* Aim
Could you set down every one of the records below word for word, leaving the pictures out?

■ ■ ■

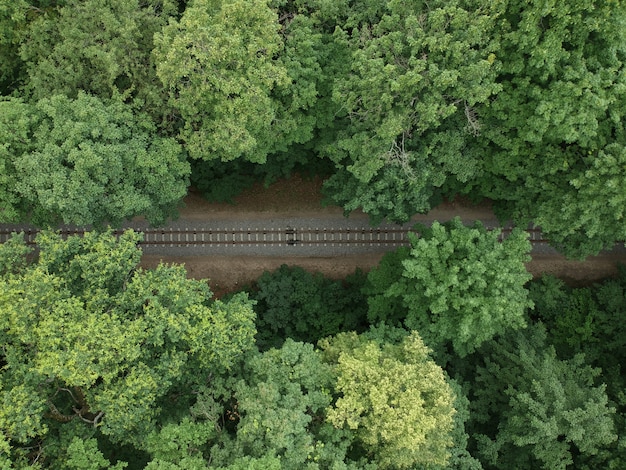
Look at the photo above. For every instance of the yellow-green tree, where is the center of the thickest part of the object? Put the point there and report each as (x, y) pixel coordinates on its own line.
(97, 346)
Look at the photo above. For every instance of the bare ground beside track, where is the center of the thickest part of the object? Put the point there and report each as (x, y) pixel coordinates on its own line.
(299, 197)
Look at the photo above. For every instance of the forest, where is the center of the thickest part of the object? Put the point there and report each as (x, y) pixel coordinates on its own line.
(447, 355)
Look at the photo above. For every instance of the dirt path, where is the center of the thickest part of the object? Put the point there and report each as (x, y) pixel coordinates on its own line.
(302, 197)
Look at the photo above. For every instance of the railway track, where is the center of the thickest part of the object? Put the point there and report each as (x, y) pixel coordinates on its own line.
(288, 236)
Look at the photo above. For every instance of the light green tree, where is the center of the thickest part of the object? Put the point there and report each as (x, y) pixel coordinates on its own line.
(393, 397)
(220, 66)
(84, 161)
(93, 342)
(418, 72)
(102, 48)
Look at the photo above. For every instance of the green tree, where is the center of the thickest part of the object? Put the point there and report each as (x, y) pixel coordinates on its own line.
(102, 48)
(457, 285)
(393, 397)
(552, 138)
(219, 63)
(293, 303)
(93, 344)
(533, 410)
(418, 71)
(84, 162)
(16, 123)
(281, 398)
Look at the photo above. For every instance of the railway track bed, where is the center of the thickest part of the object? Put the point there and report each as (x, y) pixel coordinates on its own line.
(307, 241)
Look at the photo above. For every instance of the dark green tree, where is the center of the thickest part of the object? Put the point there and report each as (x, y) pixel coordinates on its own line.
(534, 410)
(457, 285)
(552, 139)
(222, 67)
(293, 303)
(418, 72)
(393, 397)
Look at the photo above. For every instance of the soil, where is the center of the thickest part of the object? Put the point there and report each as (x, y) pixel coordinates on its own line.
(298, 196)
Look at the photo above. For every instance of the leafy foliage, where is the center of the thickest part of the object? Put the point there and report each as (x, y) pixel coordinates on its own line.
(393, 397)
(456, 285)
(417, 72)
(538, 410)
(281, 399)
(103, 164)
(102, 48)
(552, 137)
(218, 63)
(293, 303)
(90, 337)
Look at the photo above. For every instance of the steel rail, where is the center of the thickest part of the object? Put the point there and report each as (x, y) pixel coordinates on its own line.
(305, 236)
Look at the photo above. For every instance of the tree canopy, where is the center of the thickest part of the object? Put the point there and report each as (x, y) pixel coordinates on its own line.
(84, 161)
(456, 285)
(92, 342)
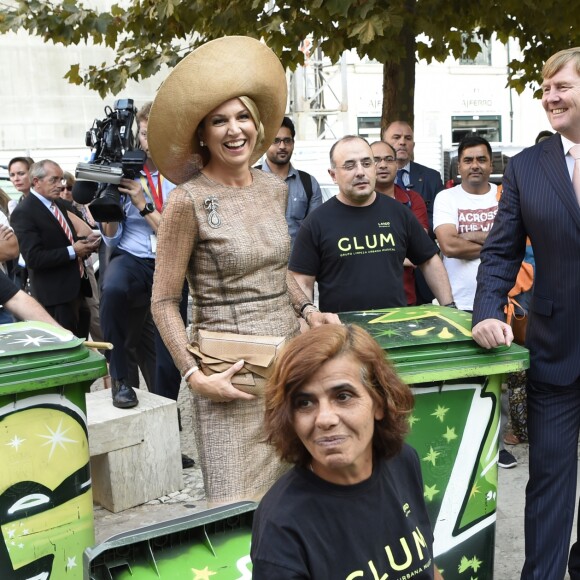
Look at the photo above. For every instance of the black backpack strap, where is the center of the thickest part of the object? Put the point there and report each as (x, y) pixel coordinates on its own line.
(306, 183)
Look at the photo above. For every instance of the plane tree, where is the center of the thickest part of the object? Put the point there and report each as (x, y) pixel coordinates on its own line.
(144, 35)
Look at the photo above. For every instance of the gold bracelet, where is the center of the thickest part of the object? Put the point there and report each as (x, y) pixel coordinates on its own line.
(308, 311)
(189, 372)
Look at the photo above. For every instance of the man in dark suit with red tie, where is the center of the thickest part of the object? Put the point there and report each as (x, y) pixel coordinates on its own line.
(540, 200)
(53, 252)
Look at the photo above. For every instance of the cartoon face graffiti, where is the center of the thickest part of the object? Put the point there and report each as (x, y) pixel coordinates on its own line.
(46, 512)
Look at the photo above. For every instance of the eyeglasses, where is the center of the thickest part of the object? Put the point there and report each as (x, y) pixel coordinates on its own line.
(365, 163)
(285, 140)
(54, 180)
(386, 159)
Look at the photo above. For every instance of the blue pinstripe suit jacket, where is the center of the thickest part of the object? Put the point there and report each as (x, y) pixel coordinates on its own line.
(538, 201)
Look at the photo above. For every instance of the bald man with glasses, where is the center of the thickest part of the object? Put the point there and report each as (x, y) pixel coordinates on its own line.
(355, 244)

■ ■ ■

* Response for this exercise
Look at the photo above. For every instance of the yellow-green tree, where is the center of the thickest part of the object? Put the point there and report each as (x, y) pixel coordinates on its own line.
(97, 346)
Look at the photo above. For every instance of the bare ground beside track, where is the center of the thickest part of the object? Put the point there and report each as (x, y) pixel coordinates on its own line.
(299, 197)
Look at the photo above. For every instance of the forest, where is the center of the thickest part of the object? Put the point there and report each as (x, y) pixel coordinates on its own line.
(447, 355)
Look at the photo above. For every instance of the dirt path, where is the center of the thickest part of the object? Put the point there and report each as (x, y) pixel coordinates on its own line.
(302, 197)
Look at the photo above. For every instance of the railway track, where is the center of the thickest part of the object? Put the point there and report each as (x, y) pixel coordinates on its own line.
(288, 236)
Look at the photo above. For every instance of the light green tree, where is the center of the thickest part of the object? Put the point there and report each as (x, y) pixel coordinates on its own line.
(393, 397)
(220, 66)
(84, 161)
(93, 342)
(418, 72)
(102, 48)
Look at the photo above. For every instance of the green tree, where is the center of the thickest part of the object? Put the point there and report each as (x, y) pixel coordinates on its own line.
(102, 48)
(457, 285)
(393, 397)
(552, 138)
(219, 63)
(293, 303)
(93, 344)
(533, 410)
(418, 71)
(84, 162)
(16, 123)
(281, 398)
Look at the photo above. For every instance of the railway track bed, where is the center of the thickest part of the object? Put the point there and report each as (x, y) pixel coordinates on its own line.
(307, 241)
Look at the photo above. For every instance of the dark green tree, where is the center of the thickest part of the object? Put the point there and report each as (x, y) pixel coordinates on its own line.
(534, 410)
(457, 285)
(552, 139)
(222, 67)
(293, 303)
(418, 72)
(393, 397)
Look at the photo above. For every instance of the soil, where is the center of the thickest part of the object? Put the point there and report each as (x, y) pixel coordinates on its own line.
(298, 196)
Look at the photo above. For every instance of the leafy foliage, where is the center of the thickest part of the object? Put the point there and report each as (x, y) pixel coordinates on its own line.
(393, 397)
(456, 285)
(417, 72)
(538, 410)
(281, 399)
(103, 164)
(102, 48)
(552, 137)
(218, 63)
(293, 303)
(90, 337)
Look at the photo above. For every instance of the steel rail, where is the center of the thickest part of the object? Put the point there and report each as (x, y) pixel coordinates on its own line.
(305, 236)
Look at the photo above. For every instance of the tree canopy, where is the center of the thickest part of the object? Put the point there and report each as (x, y) pixel coordinates on its own line.
(84, 161)
(456, 285)
(92, 342)
Look at the photo above. For every instance of the black backpack strap, where is the center of the thickest part of the object? Put the point there and report each as (x, y) pixel coordinates on its own line.
(306, 183)
Look at the photo above. For every instance of the plane tree, where is the center of the thickest part of the object? Put the point there and report each as (x, y) pixel coordinates on its own line.
(144, 35)
Look at the photo above. For every instance of the gold bracelet, where is the center of the thickest part of the object? Put the point there and report each as (x, y) pixel coordinates on its own line.
(308, 311)
(189, 372)
Look at the photo above. For every instance of the man in dark suit with red tie, where is the center of the thickest part of the object? Put the point there and report each as (x, y) pixel coordinates on its own line.
(540, 200)
(53, 252)
Look at the photo above. For every instance of the cartoon face graffiti, where is the center of the thickest part of the object? Put the point there and report each as (x, y) pixel coordinates on its own line.
(46, 512)
Look at the photo above. For every instance of the eyeglasses, where is the center of the thickest part of the object? Put the point there and report each as (x, y) pixel coordinates on its own line.
(365, 163)
(285, 140)
(54, 180)
(386, 159)
Look at the photo above. For every instance of the blue pinstripe suit jacket, where is the center of the thickest part of the object? Put the point there and report each as (x, y) pixel coordinates on its own line.
(538, 201)
Look at the photo above. For every instance of the bald man with glasses, where is the center of the thickest part of the object? Put the point there and report each as (x, y) pixel coordinates on its own line.
(355, 244)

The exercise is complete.